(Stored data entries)
•••••

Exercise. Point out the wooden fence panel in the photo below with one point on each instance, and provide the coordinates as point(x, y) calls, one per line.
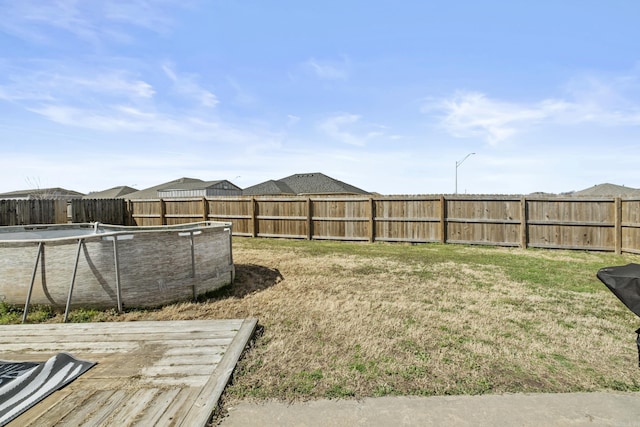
point(238, 211)
point(341, 218)
point(492, 221)
point(147, 212)
point(282, 217)
point(602, 224)
point(183, 211)
point(108, 211)
point(407, 220)
point(34, 211)
point(572, 224)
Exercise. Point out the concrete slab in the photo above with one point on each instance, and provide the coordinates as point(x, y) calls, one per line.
point(572, 409)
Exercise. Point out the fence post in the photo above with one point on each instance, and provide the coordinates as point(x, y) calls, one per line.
point(372, 220)
point(309, 219)
point(524, 228)
point(443, 219)
point(618, 225)
point(254, 217)
point(205, 209)
point(163, 212)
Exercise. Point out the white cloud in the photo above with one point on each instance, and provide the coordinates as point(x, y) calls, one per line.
point(329, 70)
point(346, 128)
point(89, 21)
point(187, 85)
point(587, 100)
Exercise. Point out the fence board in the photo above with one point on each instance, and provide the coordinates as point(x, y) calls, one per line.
point(603, 224)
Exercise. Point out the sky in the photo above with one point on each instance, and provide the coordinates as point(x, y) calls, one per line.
point(389, 96)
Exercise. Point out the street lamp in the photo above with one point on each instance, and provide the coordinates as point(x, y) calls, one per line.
point(458, 163)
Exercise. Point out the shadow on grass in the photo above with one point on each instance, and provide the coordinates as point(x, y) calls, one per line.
point(250, 278)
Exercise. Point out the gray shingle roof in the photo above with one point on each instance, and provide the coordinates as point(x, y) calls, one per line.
point(152, 192)
point(303, 183)
point(111, 193)
point(609, 190)
point(48, 193)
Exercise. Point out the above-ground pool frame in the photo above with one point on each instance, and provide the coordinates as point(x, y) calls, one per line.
point(92, 231)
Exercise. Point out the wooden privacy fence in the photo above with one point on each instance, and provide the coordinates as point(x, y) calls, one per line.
point(36, 211)
point(602, 224)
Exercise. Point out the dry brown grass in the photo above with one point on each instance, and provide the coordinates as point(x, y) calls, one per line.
point(352, 320)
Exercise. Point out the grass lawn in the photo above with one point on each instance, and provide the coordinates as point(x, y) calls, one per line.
point(351, 320)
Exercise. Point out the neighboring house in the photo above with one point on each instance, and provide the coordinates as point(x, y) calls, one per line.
point(112, 193)
point(607, 190)
point(187, 187)
point(42, 193)
point(303, 184)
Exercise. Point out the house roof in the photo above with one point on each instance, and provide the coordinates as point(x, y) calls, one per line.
point(43, 193)
point(270, 187)
point(111, 193)
point(608, 190)
point(178, 184)
point(304, 183)
point(152, 192)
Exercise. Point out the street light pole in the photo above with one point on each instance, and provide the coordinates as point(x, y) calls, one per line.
point(458, 163)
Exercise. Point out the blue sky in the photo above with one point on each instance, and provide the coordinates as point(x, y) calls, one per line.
point(385, 95)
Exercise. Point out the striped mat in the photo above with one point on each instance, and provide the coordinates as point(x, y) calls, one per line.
point(23, 384)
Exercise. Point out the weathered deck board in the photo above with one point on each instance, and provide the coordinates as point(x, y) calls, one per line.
point(148, 373)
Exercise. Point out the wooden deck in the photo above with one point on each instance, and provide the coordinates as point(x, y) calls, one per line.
point(148, 373)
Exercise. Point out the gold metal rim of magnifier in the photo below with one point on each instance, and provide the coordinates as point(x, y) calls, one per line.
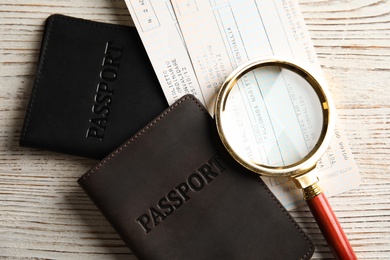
point(307, 163)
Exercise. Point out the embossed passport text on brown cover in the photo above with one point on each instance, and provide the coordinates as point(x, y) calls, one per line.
point(94, 88)
point(172, 192)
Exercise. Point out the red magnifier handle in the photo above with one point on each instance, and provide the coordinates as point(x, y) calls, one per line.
point(330, 227)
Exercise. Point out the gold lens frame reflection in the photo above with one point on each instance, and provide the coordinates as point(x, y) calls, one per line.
point(305, 164)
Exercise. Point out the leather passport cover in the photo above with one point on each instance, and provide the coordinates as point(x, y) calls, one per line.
point(94, 88)
point(172, 192)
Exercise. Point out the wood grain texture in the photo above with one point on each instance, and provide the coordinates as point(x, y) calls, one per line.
point(45, 214)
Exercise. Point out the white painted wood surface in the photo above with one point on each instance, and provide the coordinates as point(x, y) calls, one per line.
point(45, 214)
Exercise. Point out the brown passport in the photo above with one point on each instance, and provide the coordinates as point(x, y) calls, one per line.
point(172, 192)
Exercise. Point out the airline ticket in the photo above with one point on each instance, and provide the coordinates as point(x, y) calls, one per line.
point(195, 44)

•••••

Description of the task: Take the line with "Exercise. Point out the airline" and all lines after it through the end of the records, and write them out exactly; include nothing else.

Answer area:
Exercise. Point out the airline ticket in the photo above with one point on each instance, and provide the coordinates as point(x, y) calls, one per line.
point(195, 44)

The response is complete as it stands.